→ **REGISTROS PARA PROCESAR**
+---+

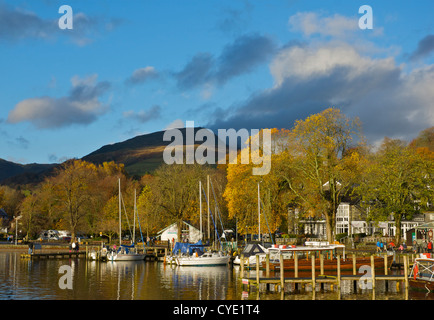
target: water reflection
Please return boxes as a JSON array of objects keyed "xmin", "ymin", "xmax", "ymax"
[{"xmin": 0, "ymin": 252, "xmax": 434, "ymax": 300}]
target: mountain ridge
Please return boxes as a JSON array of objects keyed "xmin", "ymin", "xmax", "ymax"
[{"xmin": 0, "ymin": 127, "xmax": 217, "ymax": 186}]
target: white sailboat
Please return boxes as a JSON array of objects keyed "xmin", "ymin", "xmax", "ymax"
[
  {"xmin": 175, "ymin": 252, "xmax": 230, "ymax": 266},
  {"xmin": 107, "ymin": 179, "xmax": 145, "ymax": 261},
  {"xmin": 173, "ymin": 176, "xmax": 231, "ymax": 266}
]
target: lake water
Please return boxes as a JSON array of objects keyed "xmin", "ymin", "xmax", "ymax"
[{"xmin": 0, "ymin": 252, "xmax": 434, "ymax": 301}]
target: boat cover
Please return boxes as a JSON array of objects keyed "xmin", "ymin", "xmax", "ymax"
[
  {"xmin": 172, "ymin": 240, "xmax": 207, "ymax": 255},
  {"xmin": 243, "ymin": 243, "xmax": 265, "ymax": 257}
]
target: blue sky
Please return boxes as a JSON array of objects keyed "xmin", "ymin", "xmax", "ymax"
[{"xmin": 0, "ymin": 0, "xmax": 434, "ymax": 163}]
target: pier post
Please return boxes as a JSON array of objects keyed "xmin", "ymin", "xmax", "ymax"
[
  {"xmin": 353, "ymin": 253, "xmax": 357, "ymax": 276},
  {"xmin": 371, "ymin": 255, "xmax": 375, "ymax": 292},
  {"xmin": 256, "ymin": 255, "xmax": 259, "ymax": 291},
  {"xmin": 336, "ymin": 255, "xmax": 341, "ymax": 290},
  {"xmin": 240, "ymin": 254, "xmax": 244, "ymax": 278},
  {"xmin": 384, "ymin": 253, "xmax": 388, "ymax": 276},
  {"xmin": 294, "ymin": 251, "xmax": 298, "ymax": 278},
  {"xmin": 311, "ymin": 255, "xmax": 316, "ymax": 292},
  {"xmin": 404, "ymin": 256, "xmax": 408, "ymax": 291},
  {"xmin": 279, "ymin": 254, "xmax": 285, "ymax": 292},
  {"xmin": 319, "ymin": 253, "xmax": 324, "ymax": 274},
  {"xmin": 265, "ymin": 253, "xmax": 270, "ymax": 278}
]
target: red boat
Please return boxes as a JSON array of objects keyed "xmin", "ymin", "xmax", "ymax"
[
  {"xmin": 408, "ymin": 254, "xmax": 434, "ymax": 291},
  {"xmin": 262, "ymin": 243, "xmax": 393, "ymax": 272}
]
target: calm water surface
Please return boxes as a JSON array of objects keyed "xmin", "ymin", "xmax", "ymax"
[{"xmin": 0, "ymin": 252, "xmax": 434, "ymax": 300}]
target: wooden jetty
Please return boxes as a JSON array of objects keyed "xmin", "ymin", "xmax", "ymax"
[
  {"xmin": 240, "ymin": 255, "xmax": 409, "ymax": 292},
  {"xmin": 21, "ymin": 251, "xmax": 86, "ymax": 259}
]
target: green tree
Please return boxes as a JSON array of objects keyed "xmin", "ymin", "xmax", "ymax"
[
  {"xmin": 279, "ymin": 108, "xmax": 364, "ymax": 242},
  {"xmin": 356, "ymin": 138, "xmax": 433, "ymax": 243}
]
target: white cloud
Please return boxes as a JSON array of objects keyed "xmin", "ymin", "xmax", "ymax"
[
  {"xmin": 123, "ymin": 105, "xmax": 161, "ymax": 123},
  {"xmin": 270, "ymin": 43, "xmax": 396, "ymax": 86},
  {"xmin": 7, "ymin": 75, "xmax": 110, "ymax": 129},
  {"xmin": 164, "ymin": 119, "xmax": 185, "ymax": 130},
  {"xmin": 288, "ymin": 12, "xmax": 358, "ymax": 37},
  {"xmin": 126, "ymin": 66, "xmax": 158, "ymax": 84}
]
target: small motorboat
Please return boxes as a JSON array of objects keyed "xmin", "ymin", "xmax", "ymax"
[
  {"xmin": 175, "ymin": 251, "xmax": 230, "ymax": 266},
  {"xmin": 408, "ymin": 254, "xmax": 434, "ymax": 292}
]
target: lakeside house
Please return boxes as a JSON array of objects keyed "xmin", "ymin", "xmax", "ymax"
[
  {"xmin": 157, "ymin": 221, "xmax": 201, "ymax": 243},
  {"xmin": 0, "ymin": 208, "xmax": 10, "ymax": 233},
  {"xmin": 292, "ymin": 202, "xmax": 434, "ymax": 242}
]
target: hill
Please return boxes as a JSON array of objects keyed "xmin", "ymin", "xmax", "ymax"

+---+

→ **TU TAREA**
Reproduce sin ningún cambio las líneas de los registros de arriba que van desde la que contiene "target: lakeside house" hasta el final, ambas incluidas.

→ **RESPUESTA ESCRITA**
target: lakeside house
Please return boxes as a JSON array of objects keyed "xmin", "ymin", "xmax", "ymax"
[
  {"xmin": 157, "ymin": 221, "xmax": 201, "ymax": 243},
  {"xmin": 0, "ymin": 208, "xmax": 10, "ymax": 233},
  {"xmin": 292, "ymin": 202, "xmax": 434, "ymax": 242}
]
target: hill
Please return boxes as a JSON array of objects keyed "xmin", "ymin", "xmax", "ymax"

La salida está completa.